#### What you will do:
Copy out the stretch of records from the line containing "the paving tile?" through the line containing "[0,0,264,178]", keeping the requests as they are. Multiply every bounding-box coordinate in the answers by 1.8, rounding to whole numbers with halves rounded up.

Excerpts from labeled region data
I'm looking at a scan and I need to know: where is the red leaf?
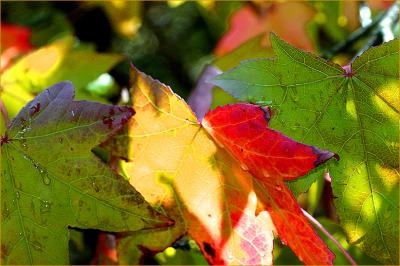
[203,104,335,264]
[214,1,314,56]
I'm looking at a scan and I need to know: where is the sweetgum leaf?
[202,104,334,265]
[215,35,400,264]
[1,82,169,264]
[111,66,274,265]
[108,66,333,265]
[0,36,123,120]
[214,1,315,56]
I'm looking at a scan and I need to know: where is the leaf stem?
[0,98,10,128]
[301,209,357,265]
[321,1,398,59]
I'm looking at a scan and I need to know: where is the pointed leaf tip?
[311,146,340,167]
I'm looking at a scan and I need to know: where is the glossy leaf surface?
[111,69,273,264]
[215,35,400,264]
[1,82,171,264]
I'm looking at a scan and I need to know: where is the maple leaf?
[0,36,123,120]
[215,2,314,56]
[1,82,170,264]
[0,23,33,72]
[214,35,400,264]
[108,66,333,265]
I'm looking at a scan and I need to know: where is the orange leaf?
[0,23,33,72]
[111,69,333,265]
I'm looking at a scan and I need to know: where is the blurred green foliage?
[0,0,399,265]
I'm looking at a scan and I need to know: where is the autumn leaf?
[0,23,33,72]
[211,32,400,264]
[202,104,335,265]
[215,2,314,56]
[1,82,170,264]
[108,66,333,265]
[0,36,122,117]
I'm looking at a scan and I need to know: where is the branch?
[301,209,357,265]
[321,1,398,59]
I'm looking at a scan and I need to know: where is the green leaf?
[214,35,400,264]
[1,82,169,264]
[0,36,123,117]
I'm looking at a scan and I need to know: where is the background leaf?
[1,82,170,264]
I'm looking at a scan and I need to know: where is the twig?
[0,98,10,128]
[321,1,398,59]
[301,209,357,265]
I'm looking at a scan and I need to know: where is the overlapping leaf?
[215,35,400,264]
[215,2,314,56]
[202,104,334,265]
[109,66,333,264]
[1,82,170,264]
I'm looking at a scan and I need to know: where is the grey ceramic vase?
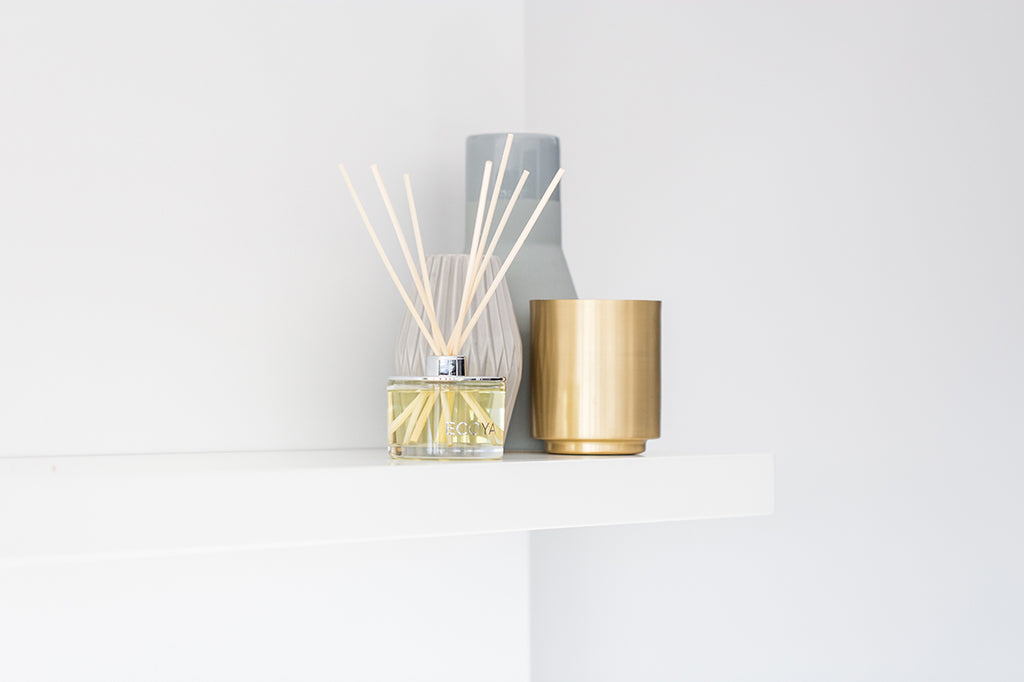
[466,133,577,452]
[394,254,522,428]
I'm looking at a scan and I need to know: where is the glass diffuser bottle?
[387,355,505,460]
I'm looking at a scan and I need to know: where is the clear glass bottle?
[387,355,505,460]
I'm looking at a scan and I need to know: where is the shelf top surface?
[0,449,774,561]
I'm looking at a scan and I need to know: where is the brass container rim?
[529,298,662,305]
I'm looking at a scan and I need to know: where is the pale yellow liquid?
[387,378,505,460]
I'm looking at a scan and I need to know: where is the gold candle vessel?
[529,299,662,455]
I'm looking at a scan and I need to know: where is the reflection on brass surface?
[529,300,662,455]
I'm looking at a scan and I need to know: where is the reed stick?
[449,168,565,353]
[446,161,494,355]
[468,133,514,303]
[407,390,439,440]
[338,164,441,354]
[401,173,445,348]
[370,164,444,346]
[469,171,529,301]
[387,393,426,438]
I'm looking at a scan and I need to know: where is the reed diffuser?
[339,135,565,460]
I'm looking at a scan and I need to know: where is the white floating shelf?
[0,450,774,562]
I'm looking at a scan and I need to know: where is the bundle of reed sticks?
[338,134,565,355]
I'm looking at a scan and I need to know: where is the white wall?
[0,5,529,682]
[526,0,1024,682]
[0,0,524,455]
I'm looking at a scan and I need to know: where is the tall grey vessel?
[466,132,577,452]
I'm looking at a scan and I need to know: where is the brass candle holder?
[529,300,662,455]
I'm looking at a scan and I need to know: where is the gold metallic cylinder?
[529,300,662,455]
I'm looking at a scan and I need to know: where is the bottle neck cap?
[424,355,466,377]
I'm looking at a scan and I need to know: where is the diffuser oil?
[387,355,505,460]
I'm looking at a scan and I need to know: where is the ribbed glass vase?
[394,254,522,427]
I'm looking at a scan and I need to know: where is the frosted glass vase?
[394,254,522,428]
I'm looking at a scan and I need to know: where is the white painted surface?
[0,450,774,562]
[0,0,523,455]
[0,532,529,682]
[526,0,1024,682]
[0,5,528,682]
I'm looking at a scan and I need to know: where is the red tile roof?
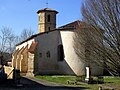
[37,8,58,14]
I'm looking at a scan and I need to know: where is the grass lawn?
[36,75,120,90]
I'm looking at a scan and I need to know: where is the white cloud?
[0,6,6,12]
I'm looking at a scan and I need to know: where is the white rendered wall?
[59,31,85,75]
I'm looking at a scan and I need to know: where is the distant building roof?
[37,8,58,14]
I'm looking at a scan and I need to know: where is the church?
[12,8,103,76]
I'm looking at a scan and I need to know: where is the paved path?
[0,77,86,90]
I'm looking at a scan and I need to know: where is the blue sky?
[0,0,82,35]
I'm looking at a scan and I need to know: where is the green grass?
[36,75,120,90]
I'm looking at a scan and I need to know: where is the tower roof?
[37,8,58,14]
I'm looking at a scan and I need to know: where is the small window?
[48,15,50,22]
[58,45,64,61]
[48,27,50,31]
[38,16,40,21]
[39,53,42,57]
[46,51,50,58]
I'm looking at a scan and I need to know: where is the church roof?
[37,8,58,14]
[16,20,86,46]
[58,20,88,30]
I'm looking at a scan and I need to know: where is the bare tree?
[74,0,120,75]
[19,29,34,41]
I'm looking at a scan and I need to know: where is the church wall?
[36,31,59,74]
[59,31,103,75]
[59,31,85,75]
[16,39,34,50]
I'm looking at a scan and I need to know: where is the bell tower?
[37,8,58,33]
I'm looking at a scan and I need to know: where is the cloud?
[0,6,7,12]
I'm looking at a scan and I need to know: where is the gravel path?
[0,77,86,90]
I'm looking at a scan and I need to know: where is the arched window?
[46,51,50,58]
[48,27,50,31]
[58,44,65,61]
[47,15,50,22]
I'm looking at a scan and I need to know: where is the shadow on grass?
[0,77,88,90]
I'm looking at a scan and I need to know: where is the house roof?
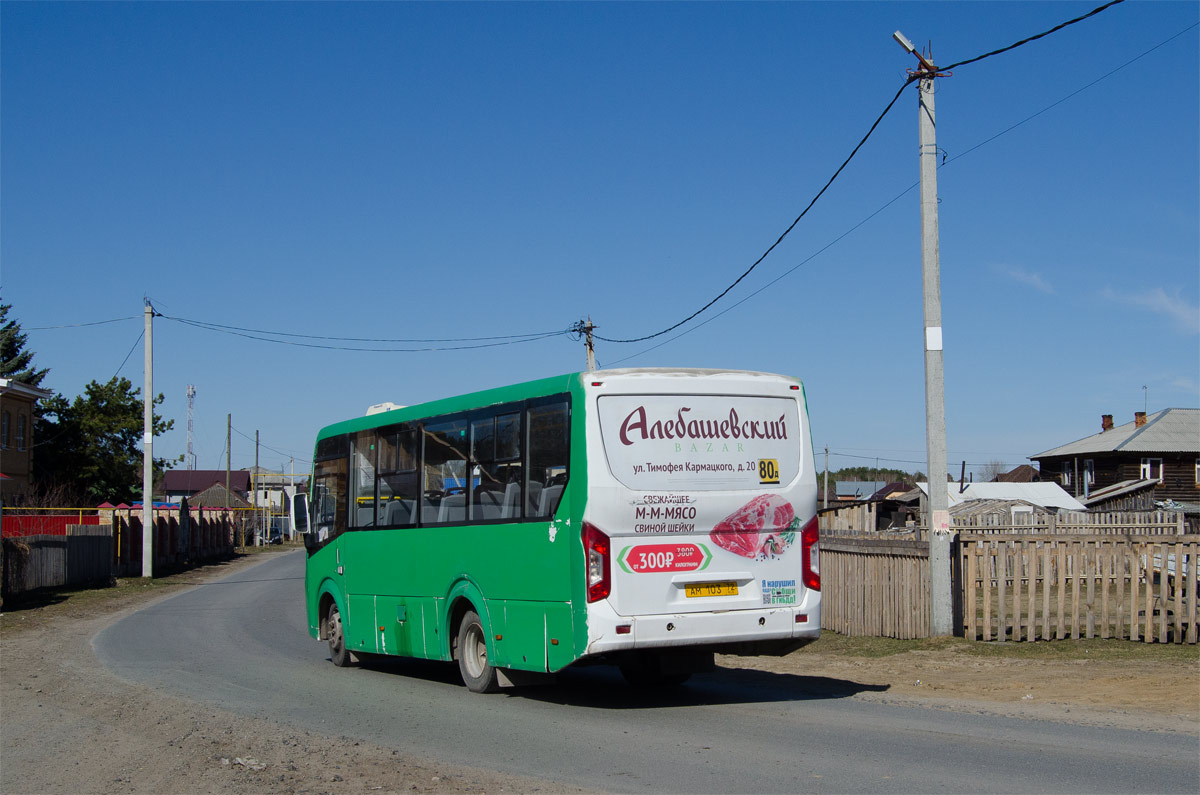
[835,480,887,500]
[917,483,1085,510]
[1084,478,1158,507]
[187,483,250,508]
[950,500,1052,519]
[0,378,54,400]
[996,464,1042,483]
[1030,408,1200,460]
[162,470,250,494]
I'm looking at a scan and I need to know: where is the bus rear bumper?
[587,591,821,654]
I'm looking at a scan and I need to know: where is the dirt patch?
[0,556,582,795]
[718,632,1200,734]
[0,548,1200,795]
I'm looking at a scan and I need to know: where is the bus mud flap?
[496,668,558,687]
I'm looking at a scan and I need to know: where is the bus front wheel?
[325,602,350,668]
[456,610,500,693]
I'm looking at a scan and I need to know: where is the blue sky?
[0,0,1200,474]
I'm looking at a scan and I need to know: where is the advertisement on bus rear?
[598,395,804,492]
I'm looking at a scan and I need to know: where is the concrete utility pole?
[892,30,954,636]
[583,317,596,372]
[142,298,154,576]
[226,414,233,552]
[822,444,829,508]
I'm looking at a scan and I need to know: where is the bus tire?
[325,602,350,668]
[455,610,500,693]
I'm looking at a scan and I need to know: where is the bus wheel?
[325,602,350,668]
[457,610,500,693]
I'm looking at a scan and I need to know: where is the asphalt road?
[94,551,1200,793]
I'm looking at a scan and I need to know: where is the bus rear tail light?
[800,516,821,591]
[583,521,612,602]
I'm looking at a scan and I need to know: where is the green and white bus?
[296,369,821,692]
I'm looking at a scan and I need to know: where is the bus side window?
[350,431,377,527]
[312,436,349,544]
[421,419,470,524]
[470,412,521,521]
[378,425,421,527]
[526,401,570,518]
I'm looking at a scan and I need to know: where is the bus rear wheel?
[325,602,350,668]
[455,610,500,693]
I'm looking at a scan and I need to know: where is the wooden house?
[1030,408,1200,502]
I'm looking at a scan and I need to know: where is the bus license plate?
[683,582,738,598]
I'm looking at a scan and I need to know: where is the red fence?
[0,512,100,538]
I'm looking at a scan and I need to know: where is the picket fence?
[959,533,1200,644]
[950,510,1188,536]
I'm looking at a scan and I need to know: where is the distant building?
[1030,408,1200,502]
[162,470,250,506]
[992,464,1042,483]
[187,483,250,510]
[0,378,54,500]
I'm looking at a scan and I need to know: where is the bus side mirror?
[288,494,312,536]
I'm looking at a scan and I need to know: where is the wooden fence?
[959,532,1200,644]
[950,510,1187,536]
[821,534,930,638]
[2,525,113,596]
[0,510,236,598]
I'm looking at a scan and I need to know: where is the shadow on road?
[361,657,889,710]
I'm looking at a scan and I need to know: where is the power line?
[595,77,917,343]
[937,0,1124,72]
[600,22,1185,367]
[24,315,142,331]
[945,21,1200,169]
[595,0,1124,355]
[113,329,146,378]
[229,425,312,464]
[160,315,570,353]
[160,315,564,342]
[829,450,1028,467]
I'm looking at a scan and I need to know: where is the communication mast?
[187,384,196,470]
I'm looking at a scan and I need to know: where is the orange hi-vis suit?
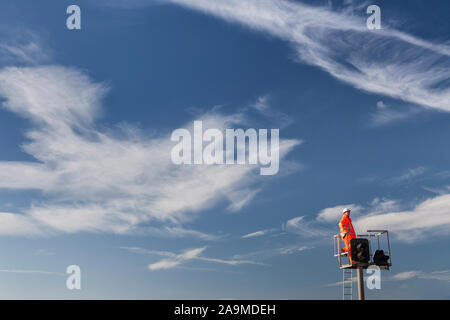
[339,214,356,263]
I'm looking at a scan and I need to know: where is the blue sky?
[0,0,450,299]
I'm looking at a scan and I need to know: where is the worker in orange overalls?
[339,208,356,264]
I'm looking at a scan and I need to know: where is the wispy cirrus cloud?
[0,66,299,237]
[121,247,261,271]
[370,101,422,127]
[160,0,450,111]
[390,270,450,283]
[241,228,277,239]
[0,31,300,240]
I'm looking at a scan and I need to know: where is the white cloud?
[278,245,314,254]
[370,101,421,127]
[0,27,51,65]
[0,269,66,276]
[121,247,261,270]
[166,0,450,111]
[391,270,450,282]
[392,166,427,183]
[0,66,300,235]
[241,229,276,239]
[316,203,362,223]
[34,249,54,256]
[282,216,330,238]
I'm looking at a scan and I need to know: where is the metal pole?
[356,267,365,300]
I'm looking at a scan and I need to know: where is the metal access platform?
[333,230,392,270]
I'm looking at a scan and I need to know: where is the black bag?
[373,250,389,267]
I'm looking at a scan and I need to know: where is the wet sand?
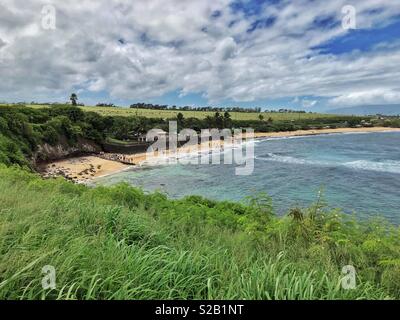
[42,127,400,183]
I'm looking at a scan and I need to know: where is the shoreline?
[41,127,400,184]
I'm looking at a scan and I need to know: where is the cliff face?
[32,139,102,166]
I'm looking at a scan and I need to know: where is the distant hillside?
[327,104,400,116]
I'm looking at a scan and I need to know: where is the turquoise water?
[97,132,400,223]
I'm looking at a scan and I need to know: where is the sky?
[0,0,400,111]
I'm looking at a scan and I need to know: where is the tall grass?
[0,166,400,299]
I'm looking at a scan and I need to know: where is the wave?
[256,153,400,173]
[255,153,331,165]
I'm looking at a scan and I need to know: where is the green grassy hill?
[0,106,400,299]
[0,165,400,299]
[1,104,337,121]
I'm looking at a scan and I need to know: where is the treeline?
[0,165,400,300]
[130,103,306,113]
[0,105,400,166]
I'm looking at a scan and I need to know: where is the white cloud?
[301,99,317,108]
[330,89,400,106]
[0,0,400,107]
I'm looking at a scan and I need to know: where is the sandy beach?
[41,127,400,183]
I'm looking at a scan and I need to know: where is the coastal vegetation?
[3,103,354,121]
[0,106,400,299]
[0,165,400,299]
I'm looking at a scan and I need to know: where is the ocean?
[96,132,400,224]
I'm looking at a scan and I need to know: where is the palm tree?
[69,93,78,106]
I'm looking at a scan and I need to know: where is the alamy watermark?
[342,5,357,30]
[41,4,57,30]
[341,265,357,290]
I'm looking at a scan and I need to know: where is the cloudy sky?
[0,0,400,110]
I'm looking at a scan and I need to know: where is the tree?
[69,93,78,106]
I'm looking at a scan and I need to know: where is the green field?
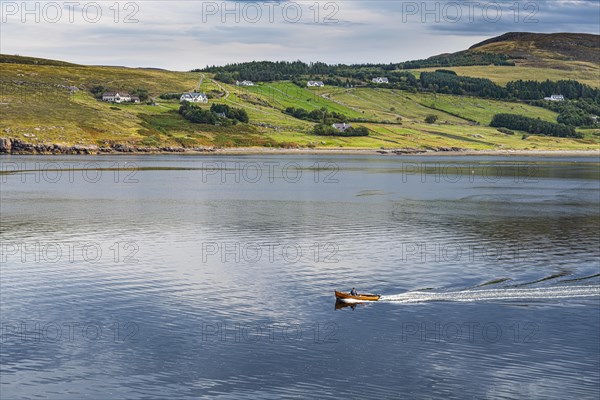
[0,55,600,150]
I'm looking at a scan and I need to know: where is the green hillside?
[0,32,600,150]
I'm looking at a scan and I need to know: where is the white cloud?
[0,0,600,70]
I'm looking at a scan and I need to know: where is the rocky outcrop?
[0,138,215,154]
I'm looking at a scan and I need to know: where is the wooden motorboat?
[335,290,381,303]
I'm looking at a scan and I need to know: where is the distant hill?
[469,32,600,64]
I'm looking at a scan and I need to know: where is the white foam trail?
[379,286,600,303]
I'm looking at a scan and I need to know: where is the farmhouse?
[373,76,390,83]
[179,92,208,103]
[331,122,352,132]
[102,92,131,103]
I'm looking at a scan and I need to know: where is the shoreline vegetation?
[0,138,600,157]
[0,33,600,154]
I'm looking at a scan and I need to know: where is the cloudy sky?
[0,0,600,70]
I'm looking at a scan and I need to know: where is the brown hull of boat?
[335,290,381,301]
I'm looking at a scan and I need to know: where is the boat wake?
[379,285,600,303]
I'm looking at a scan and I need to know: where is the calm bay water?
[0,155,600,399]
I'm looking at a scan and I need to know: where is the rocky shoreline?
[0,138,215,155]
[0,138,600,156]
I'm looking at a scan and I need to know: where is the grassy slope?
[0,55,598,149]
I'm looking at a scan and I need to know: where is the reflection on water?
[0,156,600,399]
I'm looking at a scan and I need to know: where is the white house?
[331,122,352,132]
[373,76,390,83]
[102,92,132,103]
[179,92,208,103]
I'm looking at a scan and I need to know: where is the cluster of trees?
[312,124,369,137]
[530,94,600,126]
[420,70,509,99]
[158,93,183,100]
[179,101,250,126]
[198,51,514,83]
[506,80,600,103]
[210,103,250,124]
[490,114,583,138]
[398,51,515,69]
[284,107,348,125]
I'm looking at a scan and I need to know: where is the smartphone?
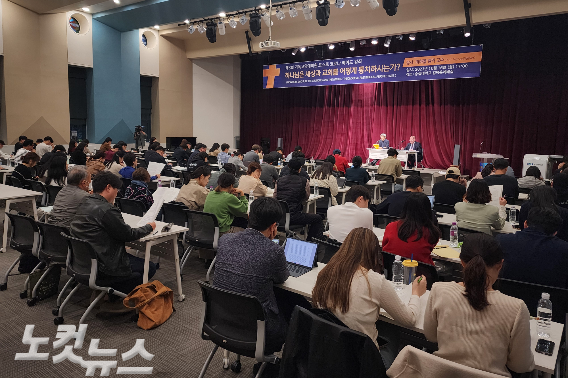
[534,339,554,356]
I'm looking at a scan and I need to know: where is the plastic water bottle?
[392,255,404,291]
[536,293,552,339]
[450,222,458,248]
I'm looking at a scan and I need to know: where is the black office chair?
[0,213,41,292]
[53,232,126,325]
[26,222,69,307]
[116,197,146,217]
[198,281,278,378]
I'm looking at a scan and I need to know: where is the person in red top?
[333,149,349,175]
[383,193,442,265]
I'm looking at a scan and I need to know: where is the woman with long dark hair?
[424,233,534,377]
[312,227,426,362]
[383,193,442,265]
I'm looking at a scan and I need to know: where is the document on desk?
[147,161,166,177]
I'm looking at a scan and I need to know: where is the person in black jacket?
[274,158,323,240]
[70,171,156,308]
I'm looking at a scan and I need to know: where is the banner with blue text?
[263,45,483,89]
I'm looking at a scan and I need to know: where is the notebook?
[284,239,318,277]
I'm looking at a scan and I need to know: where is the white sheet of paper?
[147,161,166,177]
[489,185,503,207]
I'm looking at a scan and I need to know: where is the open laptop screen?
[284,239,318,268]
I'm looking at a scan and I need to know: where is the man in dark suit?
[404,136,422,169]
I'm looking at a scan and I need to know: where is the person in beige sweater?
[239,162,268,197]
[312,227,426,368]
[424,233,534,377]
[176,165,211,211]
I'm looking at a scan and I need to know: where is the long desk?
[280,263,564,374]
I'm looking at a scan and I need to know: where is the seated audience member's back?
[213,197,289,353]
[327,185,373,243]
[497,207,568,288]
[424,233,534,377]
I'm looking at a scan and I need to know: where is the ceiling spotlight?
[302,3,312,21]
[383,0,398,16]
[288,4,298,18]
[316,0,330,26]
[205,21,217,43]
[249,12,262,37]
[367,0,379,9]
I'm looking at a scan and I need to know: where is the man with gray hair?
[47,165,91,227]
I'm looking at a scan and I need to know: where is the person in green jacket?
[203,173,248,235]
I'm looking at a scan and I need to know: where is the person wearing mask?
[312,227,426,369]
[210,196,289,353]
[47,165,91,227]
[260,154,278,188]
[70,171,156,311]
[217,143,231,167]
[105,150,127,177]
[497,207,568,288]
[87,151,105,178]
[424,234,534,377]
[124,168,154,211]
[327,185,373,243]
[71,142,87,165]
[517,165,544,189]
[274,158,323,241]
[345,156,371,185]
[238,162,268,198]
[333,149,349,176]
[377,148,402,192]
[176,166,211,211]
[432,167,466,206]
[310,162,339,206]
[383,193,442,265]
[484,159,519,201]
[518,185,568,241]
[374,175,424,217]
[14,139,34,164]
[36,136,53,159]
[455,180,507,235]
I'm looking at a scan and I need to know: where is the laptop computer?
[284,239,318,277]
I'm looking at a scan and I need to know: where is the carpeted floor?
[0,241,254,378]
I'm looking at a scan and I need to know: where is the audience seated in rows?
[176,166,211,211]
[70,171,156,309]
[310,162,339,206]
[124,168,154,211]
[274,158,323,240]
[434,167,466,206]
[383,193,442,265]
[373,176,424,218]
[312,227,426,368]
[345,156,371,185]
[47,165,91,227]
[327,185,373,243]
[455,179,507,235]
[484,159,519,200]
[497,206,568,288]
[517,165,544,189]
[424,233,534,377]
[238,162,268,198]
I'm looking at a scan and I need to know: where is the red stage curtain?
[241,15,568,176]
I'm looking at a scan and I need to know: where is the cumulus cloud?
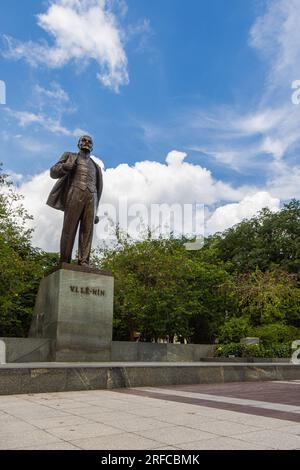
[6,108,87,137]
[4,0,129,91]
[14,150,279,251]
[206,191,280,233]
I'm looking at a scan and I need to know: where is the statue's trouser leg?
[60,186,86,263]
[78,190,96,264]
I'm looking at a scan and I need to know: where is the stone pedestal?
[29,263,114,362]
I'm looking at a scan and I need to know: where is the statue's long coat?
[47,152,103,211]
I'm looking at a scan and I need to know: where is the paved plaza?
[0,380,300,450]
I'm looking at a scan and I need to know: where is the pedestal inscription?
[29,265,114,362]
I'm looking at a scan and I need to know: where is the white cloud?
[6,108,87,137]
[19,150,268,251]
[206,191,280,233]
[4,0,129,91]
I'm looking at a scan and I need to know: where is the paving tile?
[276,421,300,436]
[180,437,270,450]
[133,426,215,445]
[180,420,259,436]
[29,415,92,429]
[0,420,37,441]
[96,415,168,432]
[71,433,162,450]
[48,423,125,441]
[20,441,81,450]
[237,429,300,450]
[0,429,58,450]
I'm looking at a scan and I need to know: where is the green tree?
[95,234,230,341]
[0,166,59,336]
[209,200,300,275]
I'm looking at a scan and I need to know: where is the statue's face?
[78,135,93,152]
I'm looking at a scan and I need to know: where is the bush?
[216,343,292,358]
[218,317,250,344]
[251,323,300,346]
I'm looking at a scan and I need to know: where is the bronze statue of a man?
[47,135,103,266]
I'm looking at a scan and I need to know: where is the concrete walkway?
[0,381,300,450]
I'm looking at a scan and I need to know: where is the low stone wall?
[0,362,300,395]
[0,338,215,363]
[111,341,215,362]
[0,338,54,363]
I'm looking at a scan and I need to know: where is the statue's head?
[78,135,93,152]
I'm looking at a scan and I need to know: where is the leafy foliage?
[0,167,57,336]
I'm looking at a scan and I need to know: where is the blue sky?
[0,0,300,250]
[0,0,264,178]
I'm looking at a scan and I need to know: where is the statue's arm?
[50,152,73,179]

#### Task solution:
I'm looking at a scan and I need to know: where is the paving tile?
[497,758,540,785]
[324,787,486,810]
[239,767,387,801]
[324,756,466,785]
[52,747,166,772]
[0,756,67,794]
[173,747,302,778]
[128,779,292,810]
[86,761,225,794]
[36,794,146,810]
[427,772,540,810]
[0,772,104,810]
I'm looking at a scan and I need to know: where is the green tree?
[171,421,414,614]
[0,299,106,605]
[376,360,540,495]
I'm looking at a scan and I need to know: where is the statue's face?
[140,243,167,274]
I'm looking at a scan and I need to know: where is the bush?
[389,617,526,644]
[392,571,450,619]
[452,581,540,623]
I'm looking at a scan and I need to know: where is the bronze statue of a man?
[85,243,185,479]
I'm looking at a scan and I need to know: where is the concrete walkway?
[0,686,540,810]
I'm looking at a scan and I need to know: where is the low stone wall?
[0,652,540,711]
[0,608,387,653]
[200,614,387,652]
[0,608,97,653]
I'm looking at a scan and I need to know: where is the statue's head?
[140,243,167,274]
I'm looking at a scan and I need to know: where is the leafy foliage?
[0,301,103,605]
I'm looking at a scan and I need to know: where is the blue sky?
[0,0,540,450]
[0,0,475,320]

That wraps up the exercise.